# TASK GOAL
Revise the records from their start through the line containing "[[652, 314]]", replacing "innermost" with "central" and leaving everything else unchanged. Omit the pictures from the result.
--- --- ---
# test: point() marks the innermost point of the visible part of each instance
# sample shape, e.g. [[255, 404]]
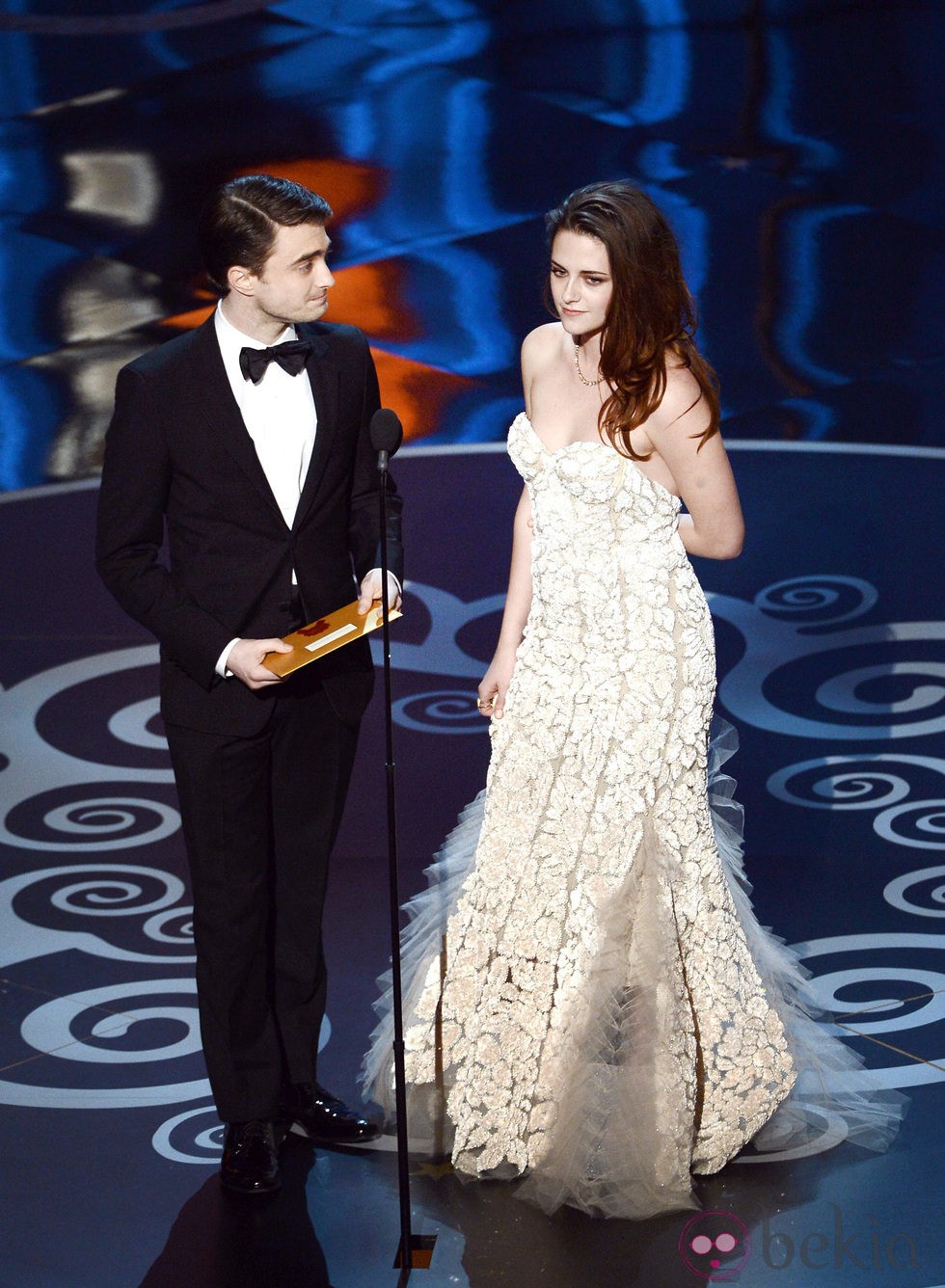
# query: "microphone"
[[387, 436]]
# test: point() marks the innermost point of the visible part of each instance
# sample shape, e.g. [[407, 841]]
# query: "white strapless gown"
[[588, 1000]]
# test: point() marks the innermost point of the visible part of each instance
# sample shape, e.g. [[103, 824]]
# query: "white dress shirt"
[[280, 417], [279, 413]]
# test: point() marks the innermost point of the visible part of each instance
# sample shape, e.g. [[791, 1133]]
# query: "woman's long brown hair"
[[652, 314]]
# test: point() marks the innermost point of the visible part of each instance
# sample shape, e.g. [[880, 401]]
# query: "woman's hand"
[[495, 685]]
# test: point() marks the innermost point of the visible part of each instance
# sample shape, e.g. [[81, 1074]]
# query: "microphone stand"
[[406, 1257]]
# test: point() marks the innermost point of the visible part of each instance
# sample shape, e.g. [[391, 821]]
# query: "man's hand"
[[371, 590], [245, 659]]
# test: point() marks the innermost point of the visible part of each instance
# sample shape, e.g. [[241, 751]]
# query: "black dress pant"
[[260, 816]]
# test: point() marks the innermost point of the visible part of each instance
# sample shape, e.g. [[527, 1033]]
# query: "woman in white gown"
[[588, 1000]]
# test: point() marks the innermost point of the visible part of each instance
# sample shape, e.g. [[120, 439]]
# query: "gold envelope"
[[329, 632]]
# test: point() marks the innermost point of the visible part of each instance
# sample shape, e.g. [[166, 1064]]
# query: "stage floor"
[[830, 662]]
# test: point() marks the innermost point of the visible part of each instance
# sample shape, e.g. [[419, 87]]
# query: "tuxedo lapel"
[[224, 415], [323, 375]]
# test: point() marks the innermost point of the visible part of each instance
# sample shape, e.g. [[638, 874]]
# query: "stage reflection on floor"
[[829, 654]]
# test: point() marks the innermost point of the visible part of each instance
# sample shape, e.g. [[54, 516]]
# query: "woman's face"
[[580, 282]]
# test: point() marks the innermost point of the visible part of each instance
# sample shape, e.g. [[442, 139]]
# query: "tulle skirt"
[[603, 1149]]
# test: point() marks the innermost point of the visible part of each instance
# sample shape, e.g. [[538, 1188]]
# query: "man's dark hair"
[[240, 222]]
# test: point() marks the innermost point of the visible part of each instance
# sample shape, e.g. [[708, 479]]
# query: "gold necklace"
[[580, 375]]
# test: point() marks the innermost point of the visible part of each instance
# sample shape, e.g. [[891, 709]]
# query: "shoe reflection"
[[231, 1241]]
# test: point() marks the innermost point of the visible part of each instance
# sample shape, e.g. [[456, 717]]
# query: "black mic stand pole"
[[406, 1258]]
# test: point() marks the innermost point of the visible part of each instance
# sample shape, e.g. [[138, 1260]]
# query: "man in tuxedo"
[[248, 441]]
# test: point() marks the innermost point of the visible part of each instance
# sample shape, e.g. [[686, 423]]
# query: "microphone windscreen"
[[387, 430]]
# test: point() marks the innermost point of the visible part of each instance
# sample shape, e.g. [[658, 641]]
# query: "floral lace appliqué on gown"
[[582, 1004]]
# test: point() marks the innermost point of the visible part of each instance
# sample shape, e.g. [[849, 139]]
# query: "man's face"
[[295, 280]]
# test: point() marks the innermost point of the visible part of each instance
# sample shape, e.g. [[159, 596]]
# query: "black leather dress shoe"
[[325, 1118], [250, 1158]]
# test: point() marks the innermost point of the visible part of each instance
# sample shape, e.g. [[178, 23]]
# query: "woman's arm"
[[495, 683], [714, 527]]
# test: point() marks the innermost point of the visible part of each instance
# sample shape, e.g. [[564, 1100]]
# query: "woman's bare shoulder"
[[542, 340], [683, 394]]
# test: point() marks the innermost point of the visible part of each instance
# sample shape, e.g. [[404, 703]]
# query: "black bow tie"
[[291, 357]]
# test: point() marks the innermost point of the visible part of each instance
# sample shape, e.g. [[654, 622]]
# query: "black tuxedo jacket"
[[179, 456]]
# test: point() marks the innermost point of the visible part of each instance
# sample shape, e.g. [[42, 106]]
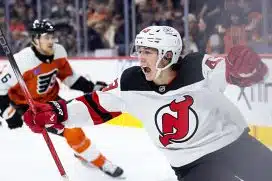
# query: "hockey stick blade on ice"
[[30, 102]]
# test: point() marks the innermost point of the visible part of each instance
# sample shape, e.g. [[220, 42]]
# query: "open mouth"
[[249, 74], [146, 69]]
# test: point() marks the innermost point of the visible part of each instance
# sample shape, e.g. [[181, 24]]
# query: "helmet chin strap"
[[159, 70]]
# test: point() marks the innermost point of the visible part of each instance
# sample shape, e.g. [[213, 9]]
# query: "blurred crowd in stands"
[[214, 25]]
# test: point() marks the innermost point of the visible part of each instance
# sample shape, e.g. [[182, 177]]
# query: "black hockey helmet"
[[40, 27]]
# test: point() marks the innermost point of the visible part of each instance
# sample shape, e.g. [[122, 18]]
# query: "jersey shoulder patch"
[[132, 79]]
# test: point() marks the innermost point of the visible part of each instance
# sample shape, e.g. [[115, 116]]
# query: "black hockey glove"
[[87, 86]]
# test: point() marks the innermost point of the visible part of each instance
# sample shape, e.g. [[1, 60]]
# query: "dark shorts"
[[21, 109], [246, 159]]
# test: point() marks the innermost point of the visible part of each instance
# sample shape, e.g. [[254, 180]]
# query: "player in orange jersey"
[[41, 65]]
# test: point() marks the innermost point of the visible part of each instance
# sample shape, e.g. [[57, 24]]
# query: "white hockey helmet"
[[164, 39]]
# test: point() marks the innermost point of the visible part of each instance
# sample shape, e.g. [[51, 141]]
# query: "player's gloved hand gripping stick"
[[30, 102]]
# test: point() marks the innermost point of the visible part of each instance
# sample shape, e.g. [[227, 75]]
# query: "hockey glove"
[[51, 114], [244, 67], [99, 85], [12, 117]]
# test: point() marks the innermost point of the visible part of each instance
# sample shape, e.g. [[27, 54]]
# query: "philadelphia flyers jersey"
[[40, 77], [186, 119]]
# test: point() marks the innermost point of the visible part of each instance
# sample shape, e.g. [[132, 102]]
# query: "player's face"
[[148, 58], [45, 44]]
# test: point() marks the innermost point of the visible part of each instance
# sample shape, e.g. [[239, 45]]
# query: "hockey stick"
[[30, 102]]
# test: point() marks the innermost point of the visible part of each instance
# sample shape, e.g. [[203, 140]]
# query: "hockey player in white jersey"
[[41, 65], [182, 106]]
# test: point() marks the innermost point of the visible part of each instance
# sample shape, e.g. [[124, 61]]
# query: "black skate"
[[108, 168]]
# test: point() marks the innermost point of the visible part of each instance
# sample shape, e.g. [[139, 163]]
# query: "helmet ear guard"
[[163, 38], [40, 27]]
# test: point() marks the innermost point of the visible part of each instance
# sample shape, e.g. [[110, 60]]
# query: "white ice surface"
[[24, 156]]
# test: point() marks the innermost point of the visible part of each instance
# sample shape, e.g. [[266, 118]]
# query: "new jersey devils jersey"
[[186, 119], [39, 77]]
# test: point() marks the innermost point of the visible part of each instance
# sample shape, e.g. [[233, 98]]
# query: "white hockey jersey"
[[186, 119], [40, 77]]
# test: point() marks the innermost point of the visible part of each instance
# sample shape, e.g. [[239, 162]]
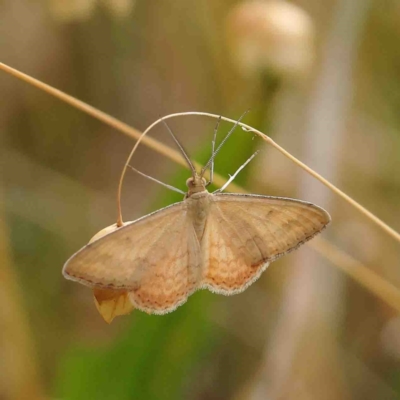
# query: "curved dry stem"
[[380, 287], [366, 277], [324, 181], [176, 156]]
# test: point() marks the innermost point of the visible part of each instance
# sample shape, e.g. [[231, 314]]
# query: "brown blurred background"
[[321, 78]]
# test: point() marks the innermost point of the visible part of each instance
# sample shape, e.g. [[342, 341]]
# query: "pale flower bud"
[[272, 35]]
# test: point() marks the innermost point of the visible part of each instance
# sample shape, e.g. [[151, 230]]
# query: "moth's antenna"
[[212, 151], [157, 181], [203, 170], [231, 178], [191, 166]]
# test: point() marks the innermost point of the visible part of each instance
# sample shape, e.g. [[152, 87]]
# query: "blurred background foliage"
[[322, 78]]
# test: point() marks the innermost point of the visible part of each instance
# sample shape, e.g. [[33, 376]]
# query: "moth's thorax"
[[195, 184], [198, 206]]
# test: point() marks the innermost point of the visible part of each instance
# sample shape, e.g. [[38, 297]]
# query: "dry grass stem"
[[367, 278]]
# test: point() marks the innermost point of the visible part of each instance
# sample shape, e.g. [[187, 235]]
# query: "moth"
[[217, 241]]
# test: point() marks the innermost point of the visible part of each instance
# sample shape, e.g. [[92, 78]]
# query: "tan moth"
[[217, 241]]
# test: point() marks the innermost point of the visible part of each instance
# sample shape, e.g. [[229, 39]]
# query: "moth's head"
[[195, 184]]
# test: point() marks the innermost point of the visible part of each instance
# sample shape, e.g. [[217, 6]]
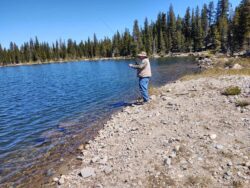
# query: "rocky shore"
[[189, 135]]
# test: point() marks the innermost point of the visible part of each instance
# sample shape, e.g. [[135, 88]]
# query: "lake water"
[[43, 105]]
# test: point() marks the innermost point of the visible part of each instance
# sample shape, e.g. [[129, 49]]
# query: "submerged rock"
[[87, 172]]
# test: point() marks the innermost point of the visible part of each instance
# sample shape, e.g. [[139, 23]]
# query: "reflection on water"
[[41, 106]]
--- --- ---
# IN RESPONSE
# test: point() marks the central point of the visible part of each instance
# sample shape, e.g. [[255, 404]]
# query: "microphone"
[[387, 436]]
# test: point() marks the central point of the visible part of each instance
# sample shape, e.g. [[407, 841]]
# query: "white strapless gown"
[[588, 1000]]
# test: point() marks the central point of the visible part of each instance
# sample shape, e.g. [[103, 824]]
# query: "white dress shirt"
[[280, 417], [279, 413]]
# test: point() marks the central point of the visible part of each instance
# sample shape, e.g. [[791, 1133]]
# query: "woman's long brown hair"
[[652, 314]]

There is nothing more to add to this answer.